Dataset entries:
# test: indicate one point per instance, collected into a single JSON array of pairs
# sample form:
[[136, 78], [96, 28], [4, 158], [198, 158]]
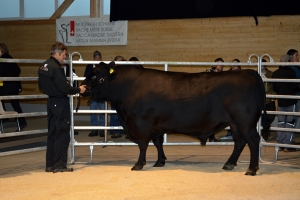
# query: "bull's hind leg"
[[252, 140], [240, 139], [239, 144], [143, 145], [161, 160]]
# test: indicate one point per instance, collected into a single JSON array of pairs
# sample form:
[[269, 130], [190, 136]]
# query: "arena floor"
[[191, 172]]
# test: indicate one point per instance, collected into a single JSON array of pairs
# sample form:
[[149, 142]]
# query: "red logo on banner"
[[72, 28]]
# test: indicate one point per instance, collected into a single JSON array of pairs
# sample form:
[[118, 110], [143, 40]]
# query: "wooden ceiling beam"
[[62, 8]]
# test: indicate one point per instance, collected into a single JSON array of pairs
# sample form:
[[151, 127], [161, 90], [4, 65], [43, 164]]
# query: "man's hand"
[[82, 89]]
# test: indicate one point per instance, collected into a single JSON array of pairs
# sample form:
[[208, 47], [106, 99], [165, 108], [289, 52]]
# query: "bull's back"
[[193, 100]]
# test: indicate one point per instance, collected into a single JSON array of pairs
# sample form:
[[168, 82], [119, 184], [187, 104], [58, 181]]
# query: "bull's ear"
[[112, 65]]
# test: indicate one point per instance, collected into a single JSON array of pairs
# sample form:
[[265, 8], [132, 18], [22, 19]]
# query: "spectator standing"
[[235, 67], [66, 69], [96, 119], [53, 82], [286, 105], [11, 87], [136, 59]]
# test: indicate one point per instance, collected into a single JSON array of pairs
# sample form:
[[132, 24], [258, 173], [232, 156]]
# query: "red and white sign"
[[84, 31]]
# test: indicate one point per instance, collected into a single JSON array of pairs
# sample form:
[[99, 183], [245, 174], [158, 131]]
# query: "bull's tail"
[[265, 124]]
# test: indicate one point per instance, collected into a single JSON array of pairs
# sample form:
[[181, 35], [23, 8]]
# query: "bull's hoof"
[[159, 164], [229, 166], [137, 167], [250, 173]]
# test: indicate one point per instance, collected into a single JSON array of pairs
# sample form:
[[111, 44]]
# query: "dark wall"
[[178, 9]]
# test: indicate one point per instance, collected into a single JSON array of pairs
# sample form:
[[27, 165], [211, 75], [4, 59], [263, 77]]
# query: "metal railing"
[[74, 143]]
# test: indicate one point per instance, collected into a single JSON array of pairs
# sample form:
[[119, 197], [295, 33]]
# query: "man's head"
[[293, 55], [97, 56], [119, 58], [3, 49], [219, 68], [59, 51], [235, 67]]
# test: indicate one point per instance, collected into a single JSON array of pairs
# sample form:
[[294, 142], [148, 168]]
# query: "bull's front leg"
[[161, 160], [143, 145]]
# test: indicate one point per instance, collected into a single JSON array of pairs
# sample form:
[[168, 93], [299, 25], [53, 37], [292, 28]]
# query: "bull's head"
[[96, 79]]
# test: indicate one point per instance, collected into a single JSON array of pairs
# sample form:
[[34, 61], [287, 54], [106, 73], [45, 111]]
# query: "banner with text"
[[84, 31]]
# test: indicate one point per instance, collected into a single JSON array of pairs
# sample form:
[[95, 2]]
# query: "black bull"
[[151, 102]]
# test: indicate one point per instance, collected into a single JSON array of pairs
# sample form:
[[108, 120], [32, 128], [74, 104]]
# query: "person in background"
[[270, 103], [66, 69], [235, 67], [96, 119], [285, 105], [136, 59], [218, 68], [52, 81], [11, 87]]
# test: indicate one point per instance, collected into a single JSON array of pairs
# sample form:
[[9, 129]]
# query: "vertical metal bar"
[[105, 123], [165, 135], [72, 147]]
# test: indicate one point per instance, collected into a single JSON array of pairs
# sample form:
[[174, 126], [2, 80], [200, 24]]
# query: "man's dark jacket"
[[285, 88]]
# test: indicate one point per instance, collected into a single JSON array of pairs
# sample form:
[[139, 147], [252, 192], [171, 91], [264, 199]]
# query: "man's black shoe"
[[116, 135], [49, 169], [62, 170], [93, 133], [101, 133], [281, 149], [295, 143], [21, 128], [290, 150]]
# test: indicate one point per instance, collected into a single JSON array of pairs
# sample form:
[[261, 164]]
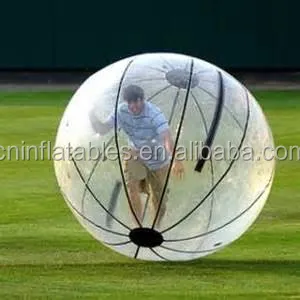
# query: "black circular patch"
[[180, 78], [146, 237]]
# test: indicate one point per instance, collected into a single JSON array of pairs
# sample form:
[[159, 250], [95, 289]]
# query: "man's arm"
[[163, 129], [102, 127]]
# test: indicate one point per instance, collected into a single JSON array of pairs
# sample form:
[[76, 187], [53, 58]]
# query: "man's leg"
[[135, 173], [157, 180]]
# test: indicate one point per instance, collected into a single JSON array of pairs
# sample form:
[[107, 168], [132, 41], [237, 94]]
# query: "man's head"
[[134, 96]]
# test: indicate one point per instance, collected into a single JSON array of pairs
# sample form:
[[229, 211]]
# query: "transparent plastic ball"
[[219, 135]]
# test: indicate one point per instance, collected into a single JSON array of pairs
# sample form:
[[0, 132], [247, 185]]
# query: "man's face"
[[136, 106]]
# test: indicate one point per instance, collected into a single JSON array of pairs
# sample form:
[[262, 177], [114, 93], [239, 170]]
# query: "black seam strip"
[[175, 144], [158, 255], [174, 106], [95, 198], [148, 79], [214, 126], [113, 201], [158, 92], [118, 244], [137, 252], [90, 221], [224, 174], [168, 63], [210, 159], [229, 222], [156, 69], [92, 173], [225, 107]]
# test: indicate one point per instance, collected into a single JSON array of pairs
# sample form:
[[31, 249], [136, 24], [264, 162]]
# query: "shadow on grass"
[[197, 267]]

---

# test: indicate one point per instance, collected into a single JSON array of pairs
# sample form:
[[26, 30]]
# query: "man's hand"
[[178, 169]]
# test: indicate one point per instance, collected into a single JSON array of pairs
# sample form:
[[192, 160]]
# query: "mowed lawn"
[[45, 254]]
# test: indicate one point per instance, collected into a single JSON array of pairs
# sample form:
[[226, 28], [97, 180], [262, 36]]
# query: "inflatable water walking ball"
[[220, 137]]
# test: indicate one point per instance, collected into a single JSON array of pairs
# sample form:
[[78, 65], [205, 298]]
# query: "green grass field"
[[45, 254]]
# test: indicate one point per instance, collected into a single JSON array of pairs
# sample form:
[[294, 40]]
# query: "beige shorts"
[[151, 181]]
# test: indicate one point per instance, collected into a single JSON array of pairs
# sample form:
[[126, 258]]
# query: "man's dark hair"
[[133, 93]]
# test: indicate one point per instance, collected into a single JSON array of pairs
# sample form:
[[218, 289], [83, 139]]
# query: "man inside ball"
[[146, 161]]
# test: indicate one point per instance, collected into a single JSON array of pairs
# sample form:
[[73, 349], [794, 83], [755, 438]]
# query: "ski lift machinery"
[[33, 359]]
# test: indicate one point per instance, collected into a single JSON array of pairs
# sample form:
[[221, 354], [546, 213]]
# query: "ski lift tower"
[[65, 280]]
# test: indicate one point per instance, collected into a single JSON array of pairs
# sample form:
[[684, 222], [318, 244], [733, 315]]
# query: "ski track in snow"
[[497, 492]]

**Problem requirements**
With the first line being the one containing "[[107, 168], [132, 41], [237, 94]]" and the last line the one containing "[[262, 177], [114, 93], [239, 170]]", transcribe exactly the lines above that fall in that range.

**Answer space**
[[107, 168], [132, 41], [237, 94]]
# query: "man's head"
[[134, 96]]
# test: indicate one point per instance, collected into a single JSON array of pairs
# sample form:
[[229, 211]]
# query: "transparent plastic ball"
[[219, 135]]
# test: indicate one point per instance, collected into a single JSON array of pairs
# sample form:
[[0, 132], [247, 185]]
# query: "man's face"
[[136, 106]]
# test: indicate one point per instance, collected into a single JSON array of pairs
# sample form:
[[262, 177], [114, 93], [239, 170]]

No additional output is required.